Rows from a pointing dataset
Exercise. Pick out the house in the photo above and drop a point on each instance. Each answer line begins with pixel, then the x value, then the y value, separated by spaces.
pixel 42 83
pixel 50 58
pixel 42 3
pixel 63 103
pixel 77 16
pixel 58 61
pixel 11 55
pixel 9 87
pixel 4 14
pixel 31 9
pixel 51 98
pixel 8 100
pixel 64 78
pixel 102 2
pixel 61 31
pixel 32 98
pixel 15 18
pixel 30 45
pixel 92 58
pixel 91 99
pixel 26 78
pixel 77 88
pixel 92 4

> **Written instruction**:
Quote all of the material above, line for line and without any alteration.

> **The solution**:
Exercise. Pick out the house in the photo above and drop a point on each instance. Each answer line begins with pixel, then the x value, then the y value, separated by spaces.
pixel 42 83
pixel 50 58
pixel 42 3
pixel 63 103
pixel 77 16
pixel 58 61
pixel 11 55
pixel 9 87
pixel 4 14
pixel 31 9
pixel 51 98
pixel 8 100
pixel 64 78
pixel 102 2
pixel 61 31
pixel 32 98
pixel 15 18
pixel 30 45
pixel 92 58
pixel 91 99
pixel 26 78
pixel 77 88
pixel 92 4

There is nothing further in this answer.